TASK INSTRUCTIONS: Continue the passage below about Denby's plunge into technology stocks during his divorce, picking up right after its final sentence.

PROVIDED PASSAGE:
○ ○ ○

Denby, a man of “the arts”, came into his obsession
with the market after his wife left him, right as internet-bubble stock prices
were going through the roof. As a means to buy out his wife’s portion of their
Manhattan residence during the divorce, he hatches a plan to make $1 million on
technology stocks during the year 2000, which, given the irrational exuberance
of the day, really wasn’t as hare-brained as it sounds today. That’s around the
time I started actively buying stocks as well, and though I’m exceptionally
risk-averse and did nothing to truly harm the tiny, tiny amount of money I had,
I bought into a lot of smoke & mirrors as well (“Dow 30,000”; “a new
economy”, “Lucent Technologies” and so on).

○ ○ ○

DATA ROWS:
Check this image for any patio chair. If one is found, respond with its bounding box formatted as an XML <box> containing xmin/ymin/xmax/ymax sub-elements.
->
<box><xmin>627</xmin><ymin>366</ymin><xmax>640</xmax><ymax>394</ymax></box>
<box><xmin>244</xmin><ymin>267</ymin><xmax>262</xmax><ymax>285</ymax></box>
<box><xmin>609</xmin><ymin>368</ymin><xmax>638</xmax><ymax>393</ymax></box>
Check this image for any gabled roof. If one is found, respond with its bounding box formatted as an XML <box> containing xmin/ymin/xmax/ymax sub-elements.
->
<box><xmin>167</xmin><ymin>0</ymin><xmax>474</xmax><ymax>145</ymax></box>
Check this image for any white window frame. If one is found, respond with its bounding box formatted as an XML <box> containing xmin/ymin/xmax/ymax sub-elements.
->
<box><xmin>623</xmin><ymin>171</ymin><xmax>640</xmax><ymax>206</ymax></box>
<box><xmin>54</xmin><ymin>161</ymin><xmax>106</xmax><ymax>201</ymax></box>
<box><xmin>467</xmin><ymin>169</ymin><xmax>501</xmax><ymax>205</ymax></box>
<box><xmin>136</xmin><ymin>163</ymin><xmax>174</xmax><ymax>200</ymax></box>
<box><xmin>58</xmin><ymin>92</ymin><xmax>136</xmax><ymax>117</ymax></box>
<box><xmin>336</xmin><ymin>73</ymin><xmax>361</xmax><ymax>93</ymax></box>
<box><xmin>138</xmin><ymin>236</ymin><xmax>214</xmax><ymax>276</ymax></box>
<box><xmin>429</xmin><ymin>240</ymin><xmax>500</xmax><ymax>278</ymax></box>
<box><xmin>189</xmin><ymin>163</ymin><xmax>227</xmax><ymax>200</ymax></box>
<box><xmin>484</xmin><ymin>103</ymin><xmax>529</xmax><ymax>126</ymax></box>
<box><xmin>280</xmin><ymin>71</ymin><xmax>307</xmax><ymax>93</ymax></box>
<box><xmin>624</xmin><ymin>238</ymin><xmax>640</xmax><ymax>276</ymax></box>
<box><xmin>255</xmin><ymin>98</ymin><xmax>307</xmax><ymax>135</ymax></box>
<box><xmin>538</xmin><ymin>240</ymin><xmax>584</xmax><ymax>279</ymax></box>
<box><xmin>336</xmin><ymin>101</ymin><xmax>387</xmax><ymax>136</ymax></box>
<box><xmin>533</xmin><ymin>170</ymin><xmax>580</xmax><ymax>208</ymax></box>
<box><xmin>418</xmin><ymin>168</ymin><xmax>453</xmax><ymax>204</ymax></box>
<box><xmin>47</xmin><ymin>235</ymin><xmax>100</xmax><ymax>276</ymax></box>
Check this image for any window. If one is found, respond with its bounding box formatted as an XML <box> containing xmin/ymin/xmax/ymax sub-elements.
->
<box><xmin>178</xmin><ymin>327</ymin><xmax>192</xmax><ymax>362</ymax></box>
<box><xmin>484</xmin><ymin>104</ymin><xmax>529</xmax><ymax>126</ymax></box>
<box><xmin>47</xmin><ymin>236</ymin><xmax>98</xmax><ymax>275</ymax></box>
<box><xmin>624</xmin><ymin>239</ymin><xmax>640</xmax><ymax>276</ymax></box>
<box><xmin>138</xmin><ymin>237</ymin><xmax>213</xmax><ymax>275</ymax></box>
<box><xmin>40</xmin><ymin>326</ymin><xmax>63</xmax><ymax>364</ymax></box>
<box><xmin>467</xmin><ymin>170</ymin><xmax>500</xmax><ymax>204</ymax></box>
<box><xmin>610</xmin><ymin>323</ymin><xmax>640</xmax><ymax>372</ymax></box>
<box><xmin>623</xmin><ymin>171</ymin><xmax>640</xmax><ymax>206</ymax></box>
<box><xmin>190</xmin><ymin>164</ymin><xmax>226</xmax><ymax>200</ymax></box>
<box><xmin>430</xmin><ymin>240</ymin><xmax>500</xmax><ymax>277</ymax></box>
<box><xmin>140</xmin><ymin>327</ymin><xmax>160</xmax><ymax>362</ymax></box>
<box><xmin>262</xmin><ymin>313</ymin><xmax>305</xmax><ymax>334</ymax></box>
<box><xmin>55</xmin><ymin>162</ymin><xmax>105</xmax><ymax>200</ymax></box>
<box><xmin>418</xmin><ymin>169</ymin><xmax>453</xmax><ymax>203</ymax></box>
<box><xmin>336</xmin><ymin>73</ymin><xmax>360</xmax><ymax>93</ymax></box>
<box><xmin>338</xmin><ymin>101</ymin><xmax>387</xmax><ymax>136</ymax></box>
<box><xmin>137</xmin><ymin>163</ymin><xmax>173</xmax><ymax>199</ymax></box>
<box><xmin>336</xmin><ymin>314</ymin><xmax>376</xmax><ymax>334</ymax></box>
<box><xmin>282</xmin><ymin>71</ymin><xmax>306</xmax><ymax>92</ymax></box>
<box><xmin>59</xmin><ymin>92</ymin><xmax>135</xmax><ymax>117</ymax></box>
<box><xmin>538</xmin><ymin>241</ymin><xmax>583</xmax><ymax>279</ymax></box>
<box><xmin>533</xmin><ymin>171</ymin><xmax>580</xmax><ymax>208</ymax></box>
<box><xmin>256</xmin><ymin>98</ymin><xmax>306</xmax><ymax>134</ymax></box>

○ ○ ○

RESPONSE TO THIS TASK:
His account of his inner struggles as he times the
market badly are quite recognizable, and he layers on much of the same
universal soul-searching that anyone does when they try to make sense of the
market. I don’t mean the market writ
large; the timeless fundamentals of supply and demand, and of specialization
and trade, are sound and in no need of any admonishment. I mean Wall Street. "AMERICAN SUCKER", and the
others I’ve read on this topic during recent years, have me eminently
distrustful and skeptical of much of the entire infrastructure of Wall Street:
the analysts, the brokerage houses, the trading mechanisms, the ratings
agencies, the consultants and so on. Denby does an admirable job trying to
deconstruct greed – his own, and that of man in general. I’m not sure he truly
hits upon its good and its reprehensible qualities in a way that sent
lightbulbs popping above me, but I admire his effort in trying.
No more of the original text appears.